--- START RECORD EXTRACTS ---
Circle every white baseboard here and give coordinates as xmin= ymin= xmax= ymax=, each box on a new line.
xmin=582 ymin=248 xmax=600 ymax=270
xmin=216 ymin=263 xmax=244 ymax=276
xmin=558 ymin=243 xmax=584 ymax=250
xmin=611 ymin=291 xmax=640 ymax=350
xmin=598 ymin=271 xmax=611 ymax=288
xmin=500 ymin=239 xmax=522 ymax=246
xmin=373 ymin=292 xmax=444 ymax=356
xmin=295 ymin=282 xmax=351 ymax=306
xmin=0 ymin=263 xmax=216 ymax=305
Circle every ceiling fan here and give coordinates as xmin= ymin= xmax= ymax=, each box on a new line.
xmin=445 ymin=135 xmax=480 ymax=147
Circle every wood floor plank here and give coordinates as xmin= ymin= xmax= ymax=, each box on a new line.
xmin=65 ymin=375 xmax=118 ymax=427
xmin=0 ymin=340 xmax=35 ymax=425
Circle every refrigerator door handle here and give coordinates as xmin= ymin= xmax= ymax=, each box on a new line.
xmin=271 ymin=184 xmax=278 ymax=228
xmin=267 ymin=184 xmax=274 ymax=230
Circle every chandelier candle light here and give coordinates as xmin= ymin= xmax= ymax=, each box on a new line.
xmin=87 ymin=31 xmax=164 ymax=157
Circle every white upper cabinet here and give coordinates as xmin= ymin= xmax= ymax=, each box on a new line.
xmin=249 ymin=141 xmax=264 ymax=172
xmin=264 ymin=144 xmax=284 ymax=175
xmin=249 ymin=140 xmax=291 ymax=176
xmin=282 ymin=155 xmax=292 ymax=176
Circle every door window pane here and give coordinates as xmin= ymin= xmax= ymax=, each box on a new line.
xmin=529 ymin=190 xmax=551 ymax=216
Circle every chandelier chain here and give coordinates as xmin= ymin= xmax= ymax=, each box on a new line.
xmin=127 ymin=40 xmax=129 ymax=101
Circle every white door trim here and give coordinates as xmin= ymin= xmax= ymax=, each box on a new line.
--- END RECORD EXTRACTS ---
Copy out the stretch from the line containing "Circle every white upper" through the last line of the items above, keeping every line unchanged.

Circle every white upper cabinet here and give coordinates as xmin= ymin= xmax= ymax=, each box on a new line.
xmin=249 ymin=141 xmax=264 ymax=172
xmin=264 ymin=144 xmax=284 ymax=175
xmin=249 ymin=140 xmax=291 ymax=176
xmin=282 ymin=155 xmax=292 ymax=176
Circle every door window pane here and give coordinates as xmin= ymin= xmax= ymax=, each box on a new line.
xmin=529 ymin=190 xmax=551 ymax=216
Circle every chandelier chain here and give coordinates as xmin= ymin= xmax= ymax=, each box on a new line.
xmin=127 ymin=40 xmax=129 ymax=101
Circle every white door trim here and give coordinates as xmin= ymin= xmax= ymax=, each box on a new line.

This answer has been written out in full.